● **GIVEN PROBLEM**
Convert the records below into a Markdown table with the columns "Row" and "Line," numbering each non-blank line in order and omitting blank lines. Leave the pictures out of the table.

● **MATERIALS PROVIDED**
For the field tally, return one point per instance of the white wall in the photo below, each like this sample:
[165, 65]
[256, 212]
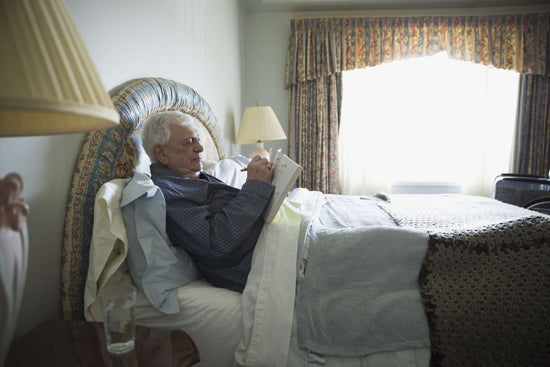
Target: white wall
[197, 42]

● **TASK RESULT**
| Row | Line |
|---|---|
| 1 | For the field tally, return one point per instance of the white wall in the photo below, each like this sample: |
| 2 | [165, 65] |
| 3 | [256, 212] |
| 4 | Target: white wall |
| 5 | [197, 42] |